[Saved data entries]
+++
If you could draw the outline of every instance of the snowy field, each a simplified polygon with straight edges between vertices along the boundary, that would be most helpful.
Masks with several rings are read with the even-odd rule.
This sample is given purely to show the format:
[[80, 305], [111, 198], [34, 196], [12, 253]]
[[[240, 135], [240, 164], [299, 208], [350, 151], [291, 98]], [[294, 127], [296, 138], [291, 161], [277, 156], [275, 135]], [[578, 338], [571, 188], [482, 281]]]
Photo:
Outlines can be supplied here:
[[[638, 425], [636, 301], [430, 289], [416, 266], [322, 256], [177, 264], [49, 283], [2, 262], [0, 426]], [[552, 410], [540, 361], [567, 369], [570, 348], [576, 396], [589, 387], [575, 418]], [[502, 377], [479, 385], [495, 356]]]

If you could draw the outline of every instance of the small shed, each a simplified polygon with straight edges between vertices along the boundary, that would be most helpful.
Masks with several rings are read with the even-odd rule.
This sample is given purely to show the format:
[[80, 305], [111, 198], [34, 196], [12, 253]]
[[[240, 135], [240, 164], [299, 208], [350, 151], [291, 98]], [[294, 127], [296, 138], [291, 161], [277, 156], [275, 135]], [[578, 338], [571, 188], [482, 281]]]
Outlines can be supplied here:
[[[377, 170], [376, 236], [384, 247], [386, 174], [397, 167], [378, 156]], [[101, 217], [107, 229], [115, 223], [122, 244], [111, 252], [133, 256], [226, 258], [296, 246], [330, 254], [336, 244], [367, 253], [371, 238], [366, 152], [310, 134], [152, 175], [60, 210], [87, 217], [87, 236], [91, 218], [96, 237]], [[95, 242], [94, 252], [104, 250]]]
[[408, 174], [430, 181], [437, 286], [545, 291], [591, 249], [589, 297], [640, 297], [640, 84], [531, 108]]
+++
- [Problem to work on]: Quote all of the entries exactly as they appear.

- [Exercise result]:
If you could draw the outline of every instance of the snowy field, each a simplified polygon with straight edges between vertices along the boundary, that would be most helpful.
Masks with several rings are read with the even-odd rule.
This sample is given purely to show the format:
[[80, 305], [111, 198], [34, 196], [12, 253]]
[[[240, 135], [240, 164], [299, 208], [350, 151], [291, 98]], [[294, 127], [296, 138], [291, 161], [277, 156], [275, 135]], [[578, 338], [571, 188], [482, 281]]]
Photo:
Outlines can be supplied here:
[[[638, 425], [636, 301], [430, 289], [416, 266], [322, 256], [177, 264], [49, 283], [2, 262], [0, 426]], [[552, 410], [540, 361], [567, 369], [570, 348], [576, 396], [589, 387], [575, 418]], [[502, 377], [479, 385], [495, 356]]]

If you could draw the outline of every instance of the small shed, each a simplified polygon with straight edges between vertices along the boundary, that would be most helpful.
Masks with several rings are read with the even-odd rule.
This sample is given purely to show the format:
[[80, 305], [111, 198], [34, 196], [12, 253]]
[[[240, 135], [240, 164], [299, 208], [350, 151], [291, 98]], [[294, 127], [296, 138], [291, 161], [277, 156], [275, 135]], [[578, 338], [571, 188], [482, 281]]]
Outlines can be supplied here:
[[[377, 170], [376, 236], [384, 247], [386, 174], [397, 167], [378, 156]], [[101, 217], [107, 229], [115, 223], [122, 244], [111, 252], [133, 256], [226, 258], [296, 246], [330, 254], [336, 244], [367, 253], [371, 238], [366, 152], [310, 134], [152, 175], [60, 210], [87, 217], [87, 236], [91, 218], [96, 237]], [[95, 242], [94, 252], [104, 250]]]
[[408, 174], [430, 181], [437, 286], [545, 291], [591, 249], [589, 297], [640, 297], [640, 84], [531, 108]]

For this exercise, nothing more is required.